━━━━━ INPUT
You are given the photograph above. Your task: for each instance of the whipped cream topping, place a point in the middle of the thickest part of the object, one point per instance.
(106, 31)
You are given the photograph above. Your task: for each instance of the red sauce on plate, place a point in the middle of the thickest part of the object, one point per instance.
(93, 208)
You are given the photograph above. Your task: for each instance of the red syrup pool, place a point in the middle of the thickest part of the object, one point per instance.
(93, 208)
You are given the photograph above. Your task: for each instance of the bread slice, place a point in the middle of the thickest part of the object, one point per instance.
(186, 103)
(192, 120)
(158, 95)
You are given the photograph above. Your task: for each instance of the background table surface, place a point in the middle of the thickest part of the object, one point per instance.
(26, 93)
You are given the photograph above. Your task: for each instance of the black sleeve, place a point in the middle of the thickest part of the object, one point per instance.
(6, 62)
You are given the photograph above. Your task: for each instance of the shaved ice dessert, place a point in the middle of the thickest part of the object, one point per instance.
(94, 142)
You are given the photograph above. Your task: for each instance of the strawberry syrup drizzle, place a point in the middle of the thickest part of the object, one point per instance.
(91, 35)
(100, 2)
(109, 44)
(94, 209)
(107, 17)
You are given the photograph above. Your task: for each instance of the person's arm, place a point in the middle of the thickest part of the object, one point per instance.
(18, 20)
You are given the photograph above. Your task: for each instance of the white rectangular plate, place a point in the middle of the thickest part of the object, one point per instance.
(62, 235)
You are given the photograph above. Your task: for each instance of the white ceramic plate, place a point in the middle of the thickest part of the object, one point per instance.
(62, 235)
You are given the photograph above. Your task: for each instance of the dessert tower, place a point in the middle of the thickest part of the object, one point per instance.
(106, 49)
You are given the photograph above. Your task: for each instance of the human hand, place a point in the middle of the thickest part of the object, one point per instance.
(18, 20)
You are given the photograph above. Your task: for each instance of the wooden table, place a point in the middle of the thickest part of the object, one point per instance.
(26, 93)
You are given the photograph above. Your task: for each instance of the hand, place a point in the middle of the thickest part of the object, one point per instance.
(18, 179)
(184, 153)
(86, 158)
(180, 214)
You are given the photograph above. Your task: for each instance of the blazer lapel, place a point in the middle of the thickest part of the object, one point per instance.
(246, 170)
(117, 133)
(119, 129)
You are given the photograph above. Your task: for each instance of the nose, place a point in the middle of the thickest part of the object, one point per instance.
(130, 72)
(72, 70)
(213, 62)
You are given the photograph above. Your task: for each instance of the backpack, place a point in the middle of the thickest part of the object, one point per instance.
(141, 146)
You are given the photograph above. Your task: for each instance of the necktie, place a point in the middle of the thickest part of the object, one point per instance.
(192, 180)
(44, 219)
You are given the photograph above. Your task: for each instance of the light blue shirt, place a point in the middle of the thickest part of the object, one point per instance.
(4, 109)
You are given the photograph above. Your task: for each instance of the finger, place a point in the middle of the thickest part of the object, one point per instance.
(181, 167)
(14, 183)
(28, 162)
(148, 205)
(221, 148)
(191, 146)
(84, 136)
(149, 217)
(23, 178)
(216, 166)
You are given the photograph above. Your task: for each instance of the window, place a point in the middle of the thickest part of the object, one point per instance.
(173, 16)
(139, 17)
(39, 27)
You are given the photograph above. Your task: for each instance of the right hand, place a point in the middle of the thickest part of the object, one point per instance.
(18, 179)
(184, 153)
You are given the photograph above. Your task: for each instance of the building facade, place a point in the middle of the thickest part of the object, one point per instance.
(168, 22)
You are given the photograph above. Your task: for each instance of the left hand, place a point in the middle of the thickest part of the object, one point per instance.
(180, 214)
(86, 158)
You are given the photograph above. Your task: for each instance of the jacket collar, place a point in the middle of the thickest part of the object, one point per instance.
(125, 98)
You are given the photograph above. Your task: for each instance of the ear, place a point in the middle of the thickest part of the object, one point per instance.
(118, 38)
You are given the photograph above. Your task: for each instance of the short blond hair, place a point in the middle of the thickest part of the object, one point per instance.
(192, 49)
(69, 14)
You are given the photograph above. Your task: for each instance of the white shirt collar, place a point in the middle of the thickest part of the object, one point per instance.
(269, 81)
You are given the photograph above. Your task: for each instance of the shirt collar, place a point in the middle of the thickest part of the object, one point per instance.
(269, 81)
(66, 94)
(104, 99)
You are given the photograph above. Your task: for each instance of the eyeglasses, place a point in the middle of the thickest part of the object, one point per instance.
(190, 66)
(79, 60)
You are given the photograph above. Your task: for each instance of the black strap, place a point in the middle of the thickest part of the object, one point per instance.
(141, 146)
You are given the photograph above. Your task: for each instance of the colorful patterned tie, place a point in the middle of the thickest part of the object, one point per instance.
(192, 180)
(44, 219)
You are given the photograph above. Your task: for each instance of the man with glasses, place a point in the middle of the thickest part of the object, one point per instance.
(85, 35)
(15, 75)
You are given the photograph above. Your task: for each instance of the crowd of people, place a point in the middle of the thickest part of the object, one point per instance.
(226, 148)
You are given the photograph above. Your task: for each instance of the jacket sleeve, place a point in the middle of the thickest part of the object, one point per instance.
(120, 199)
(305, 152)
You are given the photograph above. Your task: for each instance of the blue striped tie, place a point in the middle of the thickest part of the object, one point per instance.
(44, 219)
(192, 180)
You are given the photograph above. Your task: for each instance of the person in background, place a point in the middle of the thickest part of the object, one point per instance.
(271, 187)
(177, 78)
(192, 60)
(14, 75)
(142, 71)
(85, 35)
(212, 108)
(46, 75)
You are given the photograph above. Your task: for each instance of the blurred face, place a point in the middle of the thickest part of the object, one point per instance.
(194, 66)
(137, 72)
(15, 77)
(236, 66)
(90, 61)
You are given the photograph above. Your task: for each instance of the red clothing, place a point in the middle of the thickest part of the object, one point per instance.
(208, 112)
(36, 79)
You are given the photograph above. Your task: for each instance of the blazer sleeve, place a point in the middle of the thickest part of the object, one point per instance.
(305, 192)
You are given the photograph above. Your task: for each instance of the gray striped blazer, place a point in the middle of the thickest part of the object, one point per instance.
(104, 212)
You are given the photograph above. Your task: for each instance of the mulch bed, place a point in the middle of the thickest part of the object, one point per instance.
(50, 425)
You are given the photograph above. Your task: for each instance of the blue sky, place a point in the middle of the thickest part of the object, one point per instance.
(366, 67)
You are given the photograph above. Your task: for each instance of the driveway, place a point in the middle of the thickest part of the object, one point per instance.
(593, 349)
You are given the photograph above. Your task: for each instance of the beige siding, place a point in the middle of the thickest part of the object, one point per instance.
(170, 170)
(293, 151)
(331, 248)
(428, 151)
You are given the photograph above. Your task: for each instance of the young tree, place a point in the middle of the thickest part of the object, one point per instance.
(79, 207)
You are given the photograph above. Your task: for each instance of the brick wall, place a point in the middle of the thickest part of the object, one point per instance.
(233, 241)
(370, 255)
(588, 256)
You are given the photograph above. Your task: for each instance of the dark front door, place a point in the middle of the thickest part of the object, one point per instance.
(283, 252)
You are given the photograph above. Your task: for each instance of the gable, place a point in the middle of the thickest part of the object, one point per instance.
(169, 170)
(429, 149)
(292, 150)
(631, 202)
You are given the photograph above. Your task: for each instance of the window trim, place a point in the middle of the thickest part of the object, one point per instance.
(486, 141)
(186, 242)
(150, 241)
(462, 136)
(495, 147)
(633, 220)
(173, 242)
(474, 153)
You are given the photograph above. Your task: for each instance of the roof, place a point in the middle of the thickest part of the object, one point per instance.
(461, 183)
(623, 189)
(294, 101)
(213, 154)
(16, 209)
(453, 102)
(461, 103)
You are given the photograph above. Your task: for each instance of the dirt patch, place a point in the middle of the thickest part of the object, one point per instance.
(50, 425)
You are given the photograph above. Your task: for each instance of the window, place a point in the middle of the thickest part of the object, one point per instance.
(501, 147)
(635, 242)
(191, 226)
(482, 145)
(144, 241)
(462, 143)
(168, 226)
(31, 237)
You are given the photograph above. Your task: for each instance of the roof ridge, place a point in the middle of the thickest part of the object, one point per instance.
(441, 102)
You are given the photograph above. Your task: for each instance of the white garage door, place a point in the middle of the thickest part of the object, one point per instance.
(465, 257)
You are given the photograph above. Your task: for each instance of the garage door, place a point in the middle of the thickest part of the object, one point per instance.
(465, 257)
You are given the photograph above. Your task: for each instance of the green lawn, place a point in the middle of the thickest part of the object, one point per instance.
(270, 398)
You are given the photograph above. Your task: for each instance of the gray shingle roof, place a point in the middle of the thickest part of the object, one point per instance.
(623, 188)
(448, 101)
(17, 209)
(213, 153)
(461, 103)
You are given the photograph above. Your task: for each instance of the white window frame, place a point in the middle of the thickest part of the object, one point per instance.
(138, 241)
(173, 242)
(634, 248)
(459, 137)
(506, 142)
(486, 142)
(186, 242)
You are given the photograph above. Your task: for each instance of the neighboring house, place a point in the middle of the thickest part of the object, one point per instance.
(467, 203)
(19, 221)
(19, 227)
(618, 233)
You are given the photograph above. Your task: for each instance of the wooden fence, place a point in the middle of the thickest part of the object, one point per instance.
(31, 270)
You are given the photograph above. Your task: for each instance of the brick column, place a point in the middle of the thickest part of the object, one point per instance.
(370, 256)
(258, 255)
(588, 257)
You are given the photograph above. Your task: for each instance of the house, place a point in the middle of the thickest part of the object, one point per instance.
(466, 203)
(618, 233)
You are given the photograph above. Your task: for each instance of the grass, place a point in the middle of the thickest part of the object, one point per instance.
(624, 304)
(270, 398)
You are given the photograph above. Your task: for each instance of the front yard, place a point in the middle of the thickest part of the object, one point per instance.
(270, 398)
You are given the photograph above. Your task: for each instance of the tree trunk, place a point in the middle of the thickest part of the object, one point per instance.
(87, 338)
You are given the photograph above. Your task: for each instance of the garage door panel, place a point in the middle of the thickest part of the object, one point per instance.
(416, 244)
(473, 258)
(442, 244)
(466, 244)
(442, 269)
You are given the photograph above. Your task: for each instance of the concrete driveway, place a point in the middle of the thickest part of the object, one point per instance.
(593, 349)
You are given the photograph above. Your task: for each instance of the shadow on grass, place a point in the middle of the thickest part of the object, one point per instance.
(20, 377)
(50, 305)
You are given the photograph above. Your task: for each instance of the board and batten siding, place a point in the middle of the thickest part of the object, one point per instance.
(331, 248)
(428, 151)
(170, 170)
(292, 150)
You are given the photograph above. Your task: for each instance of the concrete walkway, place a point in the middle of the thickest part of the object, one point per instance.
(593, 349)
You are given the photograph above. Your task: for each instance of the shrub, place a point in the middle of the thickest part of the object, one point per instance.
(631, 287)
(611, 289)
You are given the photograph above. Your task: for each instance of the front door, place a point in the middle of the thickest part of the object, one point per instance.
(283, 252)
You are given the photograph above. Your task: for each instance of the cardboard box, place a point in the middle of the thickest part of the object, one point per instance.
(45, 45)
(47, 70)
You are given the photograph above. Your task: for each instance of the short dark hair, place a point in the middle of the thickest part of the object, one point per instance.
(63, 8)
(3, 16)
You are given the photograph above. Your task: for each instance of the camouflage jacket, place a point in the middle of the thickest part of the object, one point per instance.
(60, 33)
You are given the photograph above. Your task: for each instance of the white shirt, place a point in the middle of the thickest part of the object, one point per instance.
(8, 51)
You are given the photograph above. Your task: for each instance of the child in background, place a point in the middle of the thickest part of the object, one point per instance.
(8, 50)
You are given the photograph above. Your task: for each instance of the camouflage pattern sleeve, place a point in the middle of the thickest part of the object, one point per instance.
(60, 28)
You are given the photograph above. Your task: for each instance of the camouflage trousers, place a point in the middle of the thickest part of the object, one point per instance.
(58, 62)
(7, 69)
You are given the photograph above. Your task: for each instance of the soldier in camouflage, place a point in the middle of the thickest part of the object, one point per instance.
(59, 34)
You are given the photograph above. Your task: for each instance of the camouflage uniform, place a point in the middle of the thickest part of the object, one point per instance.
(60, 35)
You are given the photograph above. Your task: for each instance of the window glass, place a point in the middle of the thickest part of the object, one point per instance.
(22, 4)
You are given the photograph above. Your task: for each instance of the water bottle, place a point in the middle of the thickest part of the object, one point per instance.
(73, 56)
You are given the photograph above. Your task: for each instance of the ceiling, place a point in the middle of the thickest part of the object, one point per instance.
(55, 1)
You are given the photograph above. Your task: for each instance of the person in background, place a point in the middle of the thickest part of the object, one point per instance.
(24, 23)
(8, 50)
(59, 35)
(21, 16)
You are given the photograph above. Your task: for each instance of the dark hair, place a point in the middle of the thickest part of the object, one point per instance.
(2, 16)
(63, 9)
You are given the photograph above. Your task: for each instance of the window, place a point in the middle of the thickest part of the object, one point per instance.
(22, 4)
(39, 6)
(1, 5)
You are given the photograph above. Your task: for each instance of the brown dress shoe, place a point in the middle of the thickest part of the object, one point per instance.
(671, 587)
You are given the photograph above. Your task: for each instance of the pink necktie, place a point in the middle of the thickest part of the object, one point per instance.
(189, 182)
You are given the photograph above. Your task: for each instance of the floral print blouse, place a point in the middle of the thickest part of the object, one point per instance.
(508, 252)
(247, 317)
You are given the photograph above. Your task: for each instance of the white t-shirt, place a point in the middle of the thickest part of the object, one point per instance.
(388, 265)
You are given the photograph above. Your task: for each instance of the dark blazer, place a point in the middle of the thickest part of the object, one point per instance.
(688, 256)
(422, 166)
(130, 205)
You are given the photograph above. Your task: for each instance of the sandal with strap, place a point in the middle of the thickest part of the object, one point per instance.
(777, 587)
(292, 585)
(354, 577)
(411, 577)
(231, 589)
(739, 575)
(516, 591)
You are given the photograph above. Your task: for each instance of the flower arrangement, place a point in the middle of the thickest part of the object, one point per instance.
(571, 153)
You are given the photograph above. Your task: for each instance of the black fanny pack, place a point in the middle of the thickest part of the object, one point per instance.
━━━━━━━━━━
__WORK ITEM__: Please write out only the lines from the one containing "of the flower" to the end of the records above, exactly, both ends included.

__ANSWER SECTION__:
You are given the photograph above. Your task: for each instance of the flower arrangement, place a point in the middle of the thickest part of the object, one point per instance.
(571, 153)
You are given the photograph above. Your task: for each instance of the black fanny pack, place a point in the middle of the thickest part of the object, one point per instance.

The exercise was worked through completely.